The task:
Output each nonblank line between the lines holding "Target: white ceiling" and "M127 287L131 284L131", inclusive, as a Markdown table with the columns "Row" and "Line". Number the rows in order.

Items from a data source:
+ + + +

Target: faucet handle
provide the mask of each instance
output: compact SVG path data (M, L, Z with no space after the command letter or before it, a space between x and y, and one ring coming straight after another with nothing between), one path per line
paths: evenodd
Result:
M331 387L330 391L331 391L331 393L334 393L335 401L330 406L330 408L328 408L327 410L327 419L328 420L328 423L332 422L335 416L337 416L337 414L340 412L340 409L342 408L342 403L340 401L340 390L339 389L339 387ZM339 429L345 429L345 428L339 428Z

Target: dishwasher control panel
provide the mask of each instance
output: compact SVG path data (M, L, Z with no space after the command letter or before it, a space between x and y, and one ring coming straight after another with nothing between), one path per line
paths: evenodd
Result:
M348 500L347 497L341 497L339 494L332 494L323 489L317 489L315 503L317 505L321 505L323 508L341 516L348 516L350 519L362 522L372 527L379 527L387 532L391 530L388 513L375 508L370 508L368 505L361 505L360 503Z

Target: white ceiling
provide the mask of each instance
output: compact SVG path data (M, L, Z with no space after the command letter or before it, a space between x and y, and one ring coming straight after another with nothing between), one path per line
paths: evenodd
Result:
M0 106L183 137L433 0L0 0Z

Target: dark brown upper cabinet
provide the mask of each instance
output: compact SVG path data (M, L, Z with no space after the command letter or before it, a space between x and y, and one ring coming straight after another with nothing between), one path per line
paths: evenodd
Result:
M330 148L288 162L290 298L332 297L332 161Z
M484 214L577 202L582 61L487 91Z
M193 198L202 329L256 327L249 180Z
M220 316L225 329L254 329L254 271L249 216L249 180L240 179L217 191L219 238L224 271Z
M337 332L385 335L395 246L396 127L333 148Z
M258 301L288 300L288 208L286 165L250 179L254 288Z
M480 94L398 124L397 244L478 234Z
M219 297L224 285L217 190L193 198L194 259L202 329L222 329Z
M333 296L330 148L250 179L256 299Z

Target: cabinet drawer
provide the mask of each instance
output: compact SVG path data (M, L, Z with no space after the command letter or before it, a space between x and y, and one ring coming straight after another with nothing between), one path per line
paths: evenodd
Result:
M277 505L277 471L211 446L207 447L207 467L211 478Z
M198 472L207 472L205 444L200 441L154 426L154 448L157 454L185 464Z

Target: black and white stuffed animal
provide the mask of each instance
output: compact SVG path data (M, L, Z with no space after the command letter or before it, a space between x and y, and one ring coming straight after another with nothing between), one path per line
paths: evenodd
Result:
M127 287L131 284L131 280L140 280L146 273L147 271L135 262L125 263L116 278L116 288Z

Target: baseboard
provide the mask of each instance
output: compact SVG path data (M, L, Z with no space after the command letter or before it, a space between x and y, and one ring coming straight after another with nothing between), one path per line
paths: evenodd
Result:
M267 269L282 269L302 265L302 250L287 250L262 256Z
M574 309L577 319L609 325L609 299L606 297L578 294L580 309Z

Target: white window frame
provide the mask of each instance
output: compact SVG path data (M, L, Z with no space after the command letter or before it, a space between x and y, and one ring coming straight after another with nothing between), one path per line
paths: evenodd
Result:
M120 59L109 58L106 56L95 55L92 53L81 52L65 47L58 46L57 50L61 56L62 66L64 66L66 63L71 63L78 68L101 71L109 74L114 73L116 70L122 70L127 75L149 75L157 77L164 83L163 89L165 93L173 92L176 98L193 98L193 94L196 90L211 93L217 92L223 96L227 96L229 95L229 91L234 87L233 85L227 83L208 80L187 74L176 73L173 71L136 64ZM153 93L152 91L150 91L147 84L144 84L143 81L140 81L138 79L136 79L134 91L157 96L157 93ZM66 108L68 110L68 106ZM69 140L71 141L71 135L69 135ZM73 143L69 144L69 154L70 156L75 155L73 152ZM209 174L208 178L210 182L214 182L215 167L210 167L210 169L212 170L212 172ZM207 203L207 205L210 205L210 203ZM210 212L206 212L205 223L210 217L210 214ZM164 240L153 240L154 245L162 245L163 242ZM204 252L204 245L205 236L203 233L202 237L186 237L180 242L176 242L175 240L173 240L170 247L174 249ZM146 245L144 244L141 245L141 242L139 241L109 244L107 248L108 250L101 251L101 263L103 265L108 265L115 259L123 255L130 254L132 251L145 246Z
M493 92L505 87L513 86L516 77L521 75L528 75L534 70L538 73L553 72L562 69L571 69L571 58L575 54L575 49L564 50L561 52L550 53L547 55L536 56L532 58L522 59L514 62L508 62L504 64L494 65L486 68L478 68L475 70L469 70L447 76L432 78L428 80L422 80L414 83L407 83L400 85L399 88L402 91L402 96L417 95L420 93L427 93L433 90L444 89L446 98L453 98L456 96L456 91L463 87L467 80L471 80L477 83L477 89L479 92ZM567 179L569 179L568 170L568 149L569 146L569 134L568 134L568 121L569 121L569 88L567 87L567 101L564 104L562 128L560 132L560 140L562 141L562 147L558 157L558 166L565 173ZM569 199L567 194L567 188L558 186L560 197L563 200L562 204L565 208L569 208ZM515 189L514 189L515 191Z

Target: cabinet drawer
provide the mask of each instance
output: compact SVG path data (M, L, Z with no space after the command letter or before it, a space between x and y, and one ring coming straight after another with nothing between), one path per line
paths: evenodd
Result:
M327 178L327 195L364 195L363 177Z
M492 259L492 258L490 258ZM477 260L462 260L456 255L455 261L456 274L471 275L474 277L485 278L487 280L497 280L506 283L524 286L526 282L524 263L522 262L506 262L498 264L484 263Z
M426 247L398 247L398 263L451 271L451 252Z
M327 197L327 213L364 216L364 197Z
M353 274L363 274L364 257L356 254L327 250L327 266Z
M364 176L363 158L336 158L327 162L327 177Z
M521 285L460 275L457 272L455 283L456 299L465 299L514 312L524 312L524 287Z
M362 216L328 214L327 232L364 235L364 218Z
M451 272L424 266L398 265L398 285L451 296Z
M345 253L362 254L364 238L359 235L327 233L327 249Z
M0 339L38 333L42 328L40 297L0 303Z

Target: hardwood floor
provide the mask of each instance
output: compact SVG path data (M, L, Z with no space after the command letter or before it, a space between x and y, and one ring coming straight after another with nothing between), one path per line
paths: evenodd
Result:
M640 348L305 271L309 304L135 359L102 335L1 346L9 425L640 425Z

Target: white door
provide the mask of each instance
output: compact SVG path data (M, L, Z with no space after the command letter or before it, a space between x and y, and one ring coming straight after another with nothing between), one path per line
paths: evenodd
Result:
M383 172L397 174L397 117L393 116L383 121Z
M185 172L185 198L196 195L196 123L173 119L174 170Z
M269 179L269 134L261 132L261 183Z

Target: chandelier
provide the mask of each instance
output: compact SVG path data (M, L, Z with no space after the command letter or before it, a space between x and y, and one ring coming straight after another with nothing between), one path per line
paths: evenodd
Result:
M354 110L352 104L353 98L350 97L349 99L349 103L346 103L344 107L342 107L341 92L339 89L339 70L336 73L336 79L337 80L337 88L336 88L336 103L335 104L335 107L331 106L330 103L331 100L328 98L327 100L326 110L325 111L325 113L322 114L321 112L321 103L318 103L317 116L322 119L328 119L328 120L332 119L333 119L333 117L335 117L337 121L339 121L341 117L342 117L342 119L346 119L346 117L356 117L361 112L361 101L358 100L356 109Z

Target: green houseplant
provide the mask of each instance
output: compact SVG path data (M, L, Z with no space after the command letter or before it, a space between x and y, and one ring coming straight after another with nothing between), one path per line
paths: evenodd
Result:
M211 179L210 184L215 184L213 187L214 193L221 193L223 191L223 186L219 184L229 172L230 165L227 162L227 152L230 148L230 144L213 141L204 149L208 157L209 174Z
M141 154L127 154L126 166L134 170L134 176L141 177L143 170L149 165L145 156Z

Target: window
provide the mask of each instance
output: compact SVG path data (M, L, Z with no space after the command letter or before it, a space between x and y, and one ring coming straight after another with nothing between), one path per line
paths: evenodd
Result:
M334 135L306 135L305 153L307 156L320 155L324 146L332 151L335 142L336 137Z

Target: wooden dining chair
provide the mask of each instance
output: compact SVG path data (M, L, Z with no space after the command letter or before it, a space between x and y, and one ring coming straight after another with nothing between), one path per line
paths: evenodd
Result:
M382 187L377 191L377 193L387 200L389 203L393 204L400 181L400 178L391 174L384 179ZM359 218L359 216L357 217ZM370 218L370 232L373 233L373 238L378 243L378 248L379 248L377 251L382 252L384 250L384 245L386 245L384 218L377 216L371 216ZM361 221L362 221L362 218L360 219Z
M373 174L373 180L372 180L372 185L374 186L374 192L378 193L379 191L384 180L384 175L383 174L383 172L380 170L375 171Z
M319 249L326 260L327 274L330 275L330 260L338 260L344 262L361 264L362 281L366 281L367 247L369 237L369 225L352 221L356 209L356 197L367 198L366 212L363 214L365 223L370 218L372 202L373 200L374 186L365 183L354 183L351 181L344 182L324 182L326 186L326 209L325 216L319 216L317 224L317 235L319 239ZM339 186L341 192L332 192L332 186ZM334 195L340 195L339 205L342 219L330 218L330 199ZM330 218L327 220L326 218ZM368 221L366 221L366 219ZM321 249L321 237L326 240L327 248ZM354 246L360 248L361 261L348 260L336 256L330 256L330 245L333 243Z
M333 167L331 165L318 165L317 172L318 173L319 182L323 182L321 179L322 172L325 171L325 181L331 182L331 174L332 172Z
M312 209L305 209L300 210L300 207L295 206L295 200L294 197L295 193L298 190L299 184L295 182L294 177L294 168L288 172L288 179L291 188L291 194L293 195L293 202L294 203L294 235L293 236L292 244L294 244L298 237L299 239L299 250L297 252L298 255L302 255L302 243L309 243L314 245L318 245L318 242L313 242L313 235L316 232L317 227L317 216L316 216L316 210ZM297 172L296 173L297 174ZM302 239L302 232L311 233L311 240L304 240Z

+ + + +

Answer:
| Row | Line |
|---|---|
| 1 | Target: white ceiling |
| 2 | provide the mask of each instance |
| 3 | output: compact SVG path data (M, L, Z with no space after the command letter or before it, a space between x and y, and one ring coming straight after another with nothing between), one path per line |
| 4 | paths: evenodd |
| 5 | Result: |
| 6 | M0 106L183 137L433 0L0 0Z |
| 7 | Target: dark brown upper cabinet |
| 8 | provide the mask of each instance |
| 9 | output: compact SVG path data (M, L, Z with no space after the command letter or before it, a space between x and y, and one ring coming straight after another with nothing between), one path per line |
| 10 | paths: evenodd |
| 11 | Result: |
| 12 | M330 148L288 162L290 298L332 297L332 161Z |
| 13 | M484 214L577 202L582 61L487 91Z |
| 14 | M193 198L202 329L256 327L249 180Z |
| 15 | M220 316L225 329L254 329L254 271L249 216L249 180L240 179L217 191L219 238L224 271Z |
| 16 | M337 332L385 335L395 246L396 127L333 148Z |
| 17 | M258 301L288 300L288 208L286 165L250 179L254 288Z |
| 18 | M480 94L398 124L397 244L478 234Z |
| 19 | M219 297L224 285L217 190L193 198L194 259L202 329L222 329Z |
| 20 | M333 296L330 148L250 179L256 299Z |
| 21 | Target: cabinet drawer |
| 22 | provide the mask of each instance |
| 23 | output: compact SVG path data (M, L, Z with no space after the command letter or before it, a space between x and y, and one ring coming straight after another with nothing between), one path per line |
| 24 | paths: evenodd |
| 25 | Result: |
| 26 | M277 505L277 471L211 446L207 447L207 467L211 478Z |
| 27 | M198 472L207 472L205 444L200 441L154 426L154 448L157 454L185 464Z |
| 28 | Target: black and white stuffed animal |
| 29 | provide the mask of each instance |
| 30 | output: compact SVG path data (M, L, Z with no space after the command letter or before it, a space between x and y, and one ring coming straight after another with nothing between), one path per line |
| 31 | paths: evenodd |
| 32 | Result: |
| 33 | M127 287L131 284L131 280L140 280L146 273L147 271L135 262L125 263L116 278L116 288Z |